§ **INSTRUCTION**
Rewrite all the records below as a two-column CSV with the headers text and answer, one row per record. Put each field in double quotes and replace its line breaks with spaces.

== == ==

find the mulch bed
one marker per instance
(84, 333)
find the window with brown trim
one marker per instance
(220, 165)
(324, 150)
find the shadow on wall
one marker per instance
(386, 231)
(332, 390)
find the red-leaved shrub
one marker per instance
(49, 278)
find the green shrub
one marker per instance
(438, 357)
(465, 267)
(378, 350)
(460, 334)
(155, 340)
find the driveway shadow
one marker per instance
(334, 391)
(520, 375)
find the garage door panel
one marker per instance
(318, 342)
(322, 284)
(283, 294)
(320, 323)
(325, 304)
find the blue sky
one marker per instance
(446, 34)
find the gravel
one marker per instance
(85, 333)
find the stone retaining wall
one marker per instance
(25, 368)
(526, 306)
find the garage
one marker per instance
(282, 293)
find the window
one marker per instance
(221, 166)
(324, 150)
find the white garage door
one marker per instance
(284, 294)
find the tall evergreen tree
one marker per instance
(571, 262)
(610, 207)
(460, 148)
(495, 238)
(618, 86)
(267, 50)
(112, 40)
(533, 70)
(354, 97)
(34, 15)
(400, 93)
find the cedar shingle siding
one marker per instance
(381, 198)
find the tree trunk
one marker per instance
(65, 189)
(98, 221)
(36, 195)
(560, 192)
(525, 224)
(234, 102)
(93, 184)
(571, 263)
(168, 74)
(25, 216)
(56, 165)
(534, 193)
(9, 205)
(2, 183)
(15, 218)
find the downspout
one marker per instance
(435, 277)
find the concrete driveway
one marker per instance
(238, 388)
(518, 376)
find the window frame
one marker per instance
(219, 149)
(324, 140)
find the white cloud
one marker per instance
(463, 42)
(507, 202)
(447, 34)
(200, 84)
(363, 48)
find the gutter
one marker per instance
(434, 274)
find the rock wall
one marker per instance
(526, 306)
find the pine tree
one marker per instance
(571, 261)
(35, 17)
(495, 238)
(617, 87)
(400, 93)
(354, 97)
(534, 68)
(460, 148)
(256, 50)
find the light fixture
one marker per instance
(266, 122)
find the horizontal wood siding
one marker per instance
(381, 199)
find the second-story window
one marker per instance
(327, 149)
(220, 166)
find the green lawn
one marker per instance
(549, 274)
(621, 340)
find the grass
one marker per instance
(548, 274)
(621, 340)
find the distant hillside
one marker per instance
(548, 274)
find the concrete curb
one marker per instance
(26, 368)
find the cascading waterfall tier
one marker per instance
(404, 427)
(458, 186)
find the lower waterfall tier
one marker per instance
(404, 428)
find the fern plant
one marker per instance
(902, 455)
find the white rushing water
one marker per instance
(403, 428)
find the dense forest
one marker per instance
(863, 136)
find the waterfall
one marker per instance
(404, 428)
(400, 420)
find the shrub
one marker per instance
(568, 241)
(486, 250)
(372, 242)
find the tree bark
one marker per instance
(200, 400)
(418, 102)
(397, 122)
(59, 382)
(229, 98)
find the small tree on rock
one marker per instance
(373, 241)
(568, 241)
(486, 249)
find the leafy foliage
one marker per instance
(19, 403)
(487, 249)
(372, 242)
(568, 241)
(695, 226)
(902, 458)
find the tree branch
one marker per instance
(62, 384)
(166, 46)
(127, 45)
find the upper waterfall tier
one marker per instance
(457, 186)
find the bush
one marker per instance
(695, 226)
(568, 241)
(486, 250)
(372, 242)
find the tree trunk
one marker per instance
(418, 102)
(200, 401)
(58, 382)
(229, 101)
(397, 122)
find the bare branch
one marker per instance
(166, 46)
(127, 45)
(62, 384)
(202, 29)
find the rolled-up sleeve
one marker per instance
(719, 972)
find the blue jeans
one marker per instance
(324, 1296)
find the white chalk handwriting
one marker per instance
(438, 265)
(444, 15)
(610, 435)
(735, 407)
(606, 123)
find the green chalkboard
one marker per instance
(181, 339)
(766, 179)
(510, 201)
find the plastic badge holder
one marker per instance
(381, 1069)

== == ==

§ **WRITTEN RESPONSE**
text,answer
"find the mulch bed one marker per instance","(84, 333)"
"find the window with brown trim one marker per instance","(220, 165) (324, 150)"
"find the shadow on wall one marker per instance","(386, 231) (332, 390)"
"find the red-leaved shrub one marker per instance","(49, 278)"
"find the green shrub one marker per instance","(438, 357) (465, 267) (378, 350) (460, 334) (155, 340)"
"find the driveway shadow one marker per instance","(334, 391) (520, 375)"
"find the garage door panel one marker per instance","(318, 342) (322, 284) (283, 294) (320, 323) (325, 304)"
"find the blue sky one marker per instance","(446, 34)"
"find the gravel one marker per instance","(85, 333)"
"find the stone retaining wall one marker per instance","(25, 368) (526, 306)"
"find the garage one marker per instance","(282, 293)"
"find the window one marker per instance","(221, 166) (324, 150)"
"find the white garage door one marker per instance","(284, 294)"
"find the tall evergreen tree one marker per instance","(571, 262) (610, 207) (460, 148) (495, 238) (618, 86) (267, 50) (112, 40) (533, 70) (354, 97) (34, 15) (400, 93)"
"find the cedar shingle siding one marker per instance","(381, 198)"
"find the tree trunk one marker per instance","(65, 189) (98, 221) (36, 195) (560, 192) (525, 224) (234, 102) (93, 184) (571, 263) (168, 74) (25, 216) (56, 165) (534, 193) (9, 205) (2, 183) (15, 218)"
"find the downspout one marker per instance","(435, 277)"
"find the concrete driveway one marker per instance","(238, 388) (518, 376)"
"find the window frame one marker per instance","(219, 149) (324, 140)"
"find the white cloud one marker per instance","(463, 42) (507, 202) (447, 34) (200, 84) (363, 48)"
"find the gutter one marker per instance","(434, 274)"
"find the rock wall one marker per instance","(526, 306)"
"find the pine tree one marker per instance","(571, 261) (35, 17) (495, 238) (617, 87) (400, 93) (354, 97) (534, 68) (460, 148) (256, 50)"
"find the light fixture one marker per instance","(266, 122)"
"find the horizontal wood siding one marker per instance","(381, 199)"
"find the second-story window one marker per instance","(327, 149) (220, 166)"
"find the green lawn one marker per instance","(549, 274) (621, 340)"
"find the grass one marker per instance","(548, 274) (621, 340)"
"find the distant hillside one marker per instance","(548, 274)"
"find the concrete curb one marker per instance","(26, 368)"
"find the cascading waterfall tier one marker per instance","(404, 427) (458, 186)"
"find the lower waterfall tier one marker per instance","(404, 428)"
"find the fern plant one marker per instance","(902, 455)"
"find the white rushing water one marker per instance","(403, 428)"
"find the dense forest one marker per instance","(863, 136)"
"find the waterfall one marker per instance","(404, 428) (400, 420)"
"find the shrub one marker per instance","(568, 241) (486, 250) (372, 242)"
"find the tree bark one marker per instance","(200, 400) (418, 102) (397, 122) (59, 382) (229, 98)"
"find the small tree on rock one marker per instance","(373, 241) (568, 241) (486, 249)"
"find the leafy foliage one marker per instance","(19, 403) (487, 249) (372, 242) (568, 241) (695, 226) (902, 458)"
"find the tree branch one marker per instance","(62, 384) (166, 46) (127, 45)"
"find the upper waterfall tier one marker per instance","(457, 186)"
"find the bush one marker per instance","(695, 226) (568, 241) (486, 250) (372, 242)"
"find the tree trunk one marker per instance","(418, 102) (200, 401) (58, 382) (229, 101) (397, 122)"
"find the bare branch one marker per instance","(166, 46) (127, 45) (62, 384) (202, 29)"
"find the rolled-up sleeve one marker per instance","(719, 972)"
"find the blue jeans one marker per instance","(324, 1296)"
"find the white chalk handwriting one marker per instance","(438, 265) (444, 15) (610, 435) (735, 407) (606, 123)"
"find the green chalkboard one marker per instance","(181, 339) (766, 179) (510, 201)"
"find the plastic badge holder one marker per instance","(381, 1069)"